_Exercise set:_
1) Which years appear in the Rik Vullings section of the researcher biographies?
2) In the researcher biographies, repeat the passage that begins at the words "Maria G. Signorini is PI" and stops after "Rik Vullings, Ph.D.".
3) In the researcher biographies, in what year did Maria G. Signorini obtain her Ph.D. in Biomedical Engineering?

_Excerpt:_
Prof. Maria Gabriella Signorini, Ph.D.

Department of Electronics, Information and Bioengineering
Politecnico di Milano, Italy

Maria G. Signorini is Full Professor at Department of Electronic, Information and Bioengineering, Politecnico di Milano since 2003. At the same University, she obtained the Ph.D. in Biomedical Engineering in 1995. After a Post Doc fellowship (1996-98) she became Research Assistant (1999).She served as Coordinator of the Biomedical Engineering PhD track at the Doctorate School of the Politecnico di Milano (2004-2014). 2014-2016 she has been charged by the Italian Government as member of the national Committee of Experts for the Policy of the Research (CEPR) at the Ministry of the University and Research (MIUR). Her main research field is focused to improve healthcare paths and medical devices by introducing both new methodological approaches and technological solutions based on biomedical signal processing. Her activity is devoted to fetal heart rate monitoring through analysis and classification by data analytics and machine learning techniques. She developed multiparameter approaches integrating linear and nonlinear parameters towards the prediction of risk in antepartum fetal monitoring, premature babies, dialysis patients and others cardiovascular diseases. Research results have been translated into technological solutions with modification of existing biomedical devices (Cardiotocography, Dialysis) or design of new instrumentation (wearable fetal HR monitoring).

Maria G. Signorini is PI of the Prin Miur Project ICT4MOMs and co-investigator in research projects. She is reviewer for several Scientific Journals (IEEE-EMBS Trans., Physiol. Measur, Chaos, Biom Eng &Comp, …). She is serving as Associate Editor of Computer methods and Programs in Biomedicine and in Frontiers in Physiology.

Since 2007 she is Associate Editor for the IEEE-EMBS Conference, Theme: Biomedical Signal Processing

Dr. Rik Vullings, Ph.D.

Department of Electrical Engineering
Signal Processing Systems Group, Biomedical Diagnostics Lab
Eindhoven University of Technology, the Netherlands

Nemo Healthcare BV, Veldhoven, the Netherlands

Rik Vullings obtained the M.Sc. degree cum laude in Applied Physics at the Eindhoven University of Technology (The Netherlands) in 2005. He received the Ph.D. degree from the Eindhoven University of Technology, Department of Electrical Engineering, with a thesis on the analysis and interpretation of the non-invasive fetal electrocardiogram. This research, in collaboration with the Máxima Medical Centre Veldhoven formed the basis for a spin-off venture, Nemo Healthcare, aiming at the realization of a system for pregnancy monitoring. Dr. Vullings is co-founder of this spin-off and he still works there part-time as Scientific Director. He is currently assistant professor at the Eindhoven University of technology, Signal Processing Systems group and board member of the Biomedical Diagnostic Lab. His idea on the possibility of standardizing the non-invasive fetal electrocardiogram towards diagnostic use was awarded in 2012 with a personal grant (STW/Veni) and the use of unobtrusive, capacitive sensors with a STW-HTSM grant in 2014.
In 2019, he was awarded the Henk Stassen award for Early Career Achievements in the field of Biomedical Engineering from the Dutch conference on biomedical engineering. He has co-authored over 100 publications (approx. 60 journal publications, >60 conference proceedings) and holds 8 patents and patent applications. His research interests include electrophysiological signal processing and modelling and data-driven modelling, with special focus on cardiology and perinatology related applications.

Saved entries:
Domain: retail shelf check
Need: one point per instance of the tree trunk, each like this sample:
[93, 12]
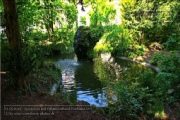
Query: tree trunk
[14, 40]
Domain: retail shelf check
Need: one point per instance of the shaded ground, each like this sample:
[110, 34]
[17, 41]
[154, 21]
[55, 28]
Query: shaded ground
[10, 97]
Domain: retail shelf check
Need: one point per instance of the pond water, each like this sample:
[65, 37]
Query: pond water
[82, 80]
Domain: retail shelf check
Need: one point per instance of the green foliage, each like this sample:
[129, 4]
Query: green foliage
[172, 43]
[151, 20]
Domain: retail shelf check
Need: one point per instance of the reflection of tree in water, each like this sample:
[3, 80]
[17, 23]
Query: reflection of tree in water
[84, 74]
[106, 74]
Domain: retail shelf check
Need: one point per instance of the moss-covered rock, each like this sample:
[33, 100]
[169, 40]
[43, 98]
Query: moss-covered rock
[85, 40]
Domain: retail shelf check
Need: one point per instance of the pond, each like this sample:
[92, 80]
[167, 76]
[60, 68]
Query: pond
[83, 80]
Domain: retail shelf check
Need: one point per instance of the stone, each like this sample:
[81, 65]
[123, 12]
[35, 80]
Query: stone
[85, 40]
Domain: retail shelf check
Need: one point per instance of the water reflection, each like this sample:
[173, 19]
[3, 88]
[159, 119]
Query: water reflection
[92, 81]
[80, 83]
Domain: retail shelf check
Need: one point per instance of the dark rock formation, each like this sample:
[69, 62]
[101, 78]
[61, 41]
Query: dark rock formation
[85, 40]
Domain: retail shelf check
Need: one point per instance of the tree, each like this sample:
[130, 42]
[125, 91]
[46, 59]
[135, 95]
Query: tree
[14, 41]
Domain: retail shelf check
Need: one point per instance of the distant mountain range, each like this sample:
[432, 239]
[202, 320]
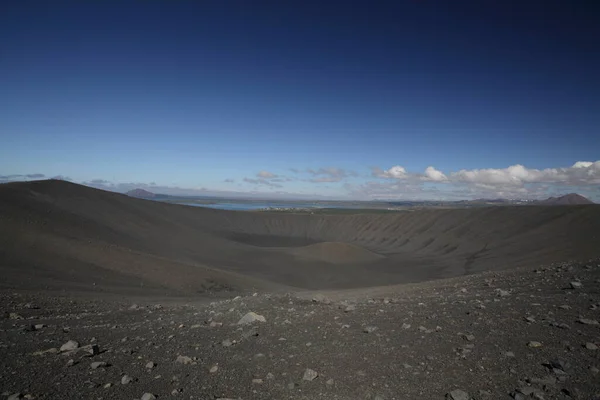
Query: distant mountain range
[568, 199]
[141, 194]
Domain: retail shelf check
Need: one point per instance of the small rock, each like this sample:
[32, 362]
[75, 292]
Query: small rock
[98, 364]
[69, 346]
[320, 298]
[250, 318]
[469, 338]
[458, 394]
[184, 360]
[309, 374]
[369, 329]
[576, 285]
[560, 364]
[591, 346]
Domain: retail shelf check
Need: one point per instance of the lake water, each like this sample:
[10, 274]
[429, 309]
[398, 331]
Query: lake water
[257, 206]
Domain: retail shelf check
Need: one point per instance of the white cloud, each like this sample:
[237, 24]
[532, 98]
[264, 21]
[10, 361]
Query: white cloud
[433, 174]
[580, 173]
[266, 175]
[396, 172]
[329, 174]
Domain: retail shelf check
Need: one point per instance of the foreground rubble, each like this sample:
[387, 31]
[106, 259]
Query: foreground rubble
[514, 334]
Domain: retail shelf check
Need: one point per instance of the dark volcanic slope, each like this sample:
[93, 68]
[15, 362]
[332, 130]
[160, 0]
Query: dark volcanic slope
[55, 234]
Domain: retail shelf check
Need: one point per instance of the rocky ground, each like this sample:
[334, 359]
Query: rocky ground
[515, 334]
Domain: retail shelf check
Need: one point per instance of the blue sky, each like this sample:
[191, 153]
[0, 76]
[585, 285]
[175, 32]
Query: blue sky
[229, 97]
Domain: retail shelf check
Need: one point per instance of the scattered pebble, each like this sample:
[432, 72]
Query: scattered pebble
[309, 374]
[250, 318]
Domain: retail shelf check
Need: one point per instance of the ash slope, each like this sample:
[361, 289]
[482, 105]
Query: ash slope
[58, 235]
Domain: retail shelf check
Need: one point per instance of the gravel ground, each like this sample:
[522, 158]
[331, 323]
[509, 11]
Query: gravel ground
[499, 335]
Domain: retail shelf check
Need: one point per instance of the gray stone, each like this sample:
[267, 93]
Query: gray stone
[250, 318]
[320, 298]
[576, 285]
[586, 321]
[98, 364]
[183, 360]
[591, 346]
[69, 346]
[458, 394]
[309, 374]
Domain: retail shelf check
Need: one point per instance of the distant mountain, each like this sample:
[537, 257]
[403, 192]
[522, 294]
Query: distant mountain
[567, 199]
[141, 194]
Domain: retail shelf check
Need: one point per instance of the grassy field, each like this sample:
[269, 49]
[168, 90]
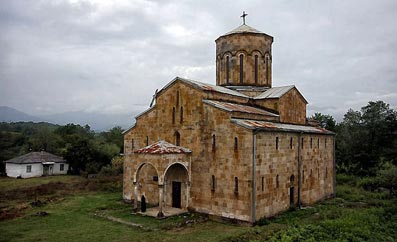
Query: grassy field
[354, 215]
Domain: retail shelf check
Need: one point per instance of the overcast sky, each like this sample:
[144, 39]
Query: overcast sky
[110, 56]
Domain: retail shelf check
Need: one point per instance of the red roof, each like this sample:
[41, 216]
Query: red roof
[162, 147]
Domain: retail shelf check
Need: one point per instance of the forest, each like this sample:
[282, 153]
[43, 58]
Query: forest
[366, 142]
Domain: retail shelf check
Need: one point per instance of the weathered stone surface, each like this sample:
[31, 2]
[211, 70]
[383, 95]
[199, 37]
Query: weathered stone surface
[231, 171]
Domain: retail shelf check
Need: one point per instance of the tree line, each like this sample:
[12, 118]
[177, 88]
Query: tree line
[84, 149]
[366, 141]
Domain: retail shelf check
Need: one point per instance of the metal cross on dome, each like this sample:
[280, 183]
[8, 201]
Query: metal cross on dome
[243, 16]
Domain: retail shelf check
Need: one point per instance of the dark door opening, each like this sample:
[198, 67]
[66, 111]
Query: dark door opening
[176, 194]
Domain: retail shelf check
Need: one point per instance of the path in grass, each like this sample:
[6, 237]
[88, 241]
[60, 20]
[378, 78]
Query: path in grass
[73, 219]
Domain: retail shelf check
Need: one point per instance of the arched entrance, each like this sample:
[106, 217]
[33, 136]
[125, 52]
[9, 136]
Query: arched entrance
[291, 190]
[147, 184]
[176, 186]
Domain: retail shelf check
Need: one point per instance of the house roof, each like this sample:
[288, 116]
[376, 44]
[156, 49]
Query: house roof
[163, 147]
[233, 107]
[277, 92]
[272, 126]
[205, 87]
[36, 157]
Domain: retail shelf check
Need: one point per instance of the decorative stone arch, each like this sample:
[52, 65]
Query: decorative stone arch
[148, 187]
[176, 180]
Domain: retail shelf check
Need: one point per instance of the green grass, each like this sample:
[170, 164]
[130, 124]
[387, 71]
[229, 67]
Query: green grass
[7, 183]
[354, 215]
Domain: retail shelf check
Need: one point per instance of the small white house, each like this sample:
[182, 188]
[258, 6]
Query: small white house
[36, 164]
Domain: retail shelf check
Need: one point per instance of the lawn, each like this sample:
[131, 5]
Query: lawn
[354, 215]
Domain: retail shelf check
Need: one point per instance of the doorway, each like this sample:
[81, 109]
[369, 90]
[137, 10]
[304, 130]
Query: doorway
[176, 194]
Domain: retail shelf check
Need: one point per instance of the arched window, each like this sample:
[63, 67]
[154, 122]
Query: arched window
[291, 180]
[227, 69]
[177, 138]
[256, 69]
[213, 142]
[173, 115]
[236, 184]
[213, 183]
[181, 118]
[241, 69]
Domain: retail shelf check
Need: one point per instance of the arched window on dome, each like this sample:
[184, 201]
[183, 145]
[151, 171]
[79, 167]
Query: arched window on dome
[256, 69]
[241, 69]
[227, 69]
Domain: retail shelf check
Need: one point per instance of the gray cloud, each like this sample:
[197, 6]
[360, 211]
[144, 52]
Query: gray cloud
[110, 56]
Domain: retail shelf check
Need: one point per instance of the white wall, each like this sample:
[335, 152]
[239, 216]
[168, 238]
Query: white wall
[15, 170]
[57, 169]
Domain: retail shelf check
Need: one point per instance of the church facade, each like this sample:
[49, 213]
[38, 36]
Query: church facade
[241, 149]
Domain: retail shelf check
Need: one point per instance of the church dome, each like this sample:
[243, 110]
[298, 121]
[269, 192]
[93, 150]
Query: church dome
[244, 58]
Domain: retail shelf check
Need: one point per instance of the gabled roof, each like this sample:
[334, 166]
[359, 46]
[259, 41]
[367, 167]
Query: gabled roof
[233, 107]
[277, 92]
[272, 126]
[36, 157]
[162, 147]
[205, 87]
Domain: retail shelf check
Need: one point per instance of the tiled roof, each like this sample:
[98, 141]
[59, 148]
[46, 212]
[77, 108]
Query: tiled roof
[276, 92]
[36, 157]
[244, 29]
[162, 147]
[233, 107]
[206, 87]
[271, 126]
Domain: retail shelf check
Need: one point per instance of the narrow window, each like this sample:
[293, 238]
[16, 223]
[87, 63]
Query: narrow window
[236, 184]
[256, 69]
[173, 115]
[177, 139]
[213, 142]
[241, 69]
[181, 118]
[227, 69]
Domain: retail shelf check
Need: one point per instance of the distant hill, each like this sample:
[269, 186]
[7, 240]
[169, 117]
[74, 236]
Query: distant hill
[8, 114]
[97, 121]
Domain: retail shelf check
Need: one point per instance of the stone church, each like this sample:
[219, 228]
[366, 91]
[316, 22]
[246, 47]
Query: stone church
[241, 149]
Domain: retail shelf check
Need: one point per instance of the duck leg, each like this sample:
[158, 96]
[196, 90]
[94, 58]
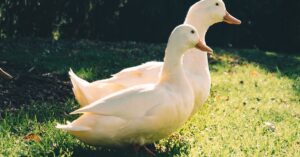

_Answers for this exercise:_
1) 2005, 2012, 2014, 2019

2)
Maria G. Signorini is PI of the Prin Miur Project ICT4MOMs and co-investigator in research projects. She is reviewer for several Scientific Journals (IEEE-EMBS Trans., Physiol. Measur, Chaos, Biom Eng &Comp, …). She is serving as Associate Editor of Computer methods and Programs in Biomedicine and in Frontiers in Physiology.

Since 2007 she is Associate Editor for the IEEE-EMBS Conference, Theme: Biomedical Signal Processing

Dr. Rik Vullings, Ph.D.

3) 1995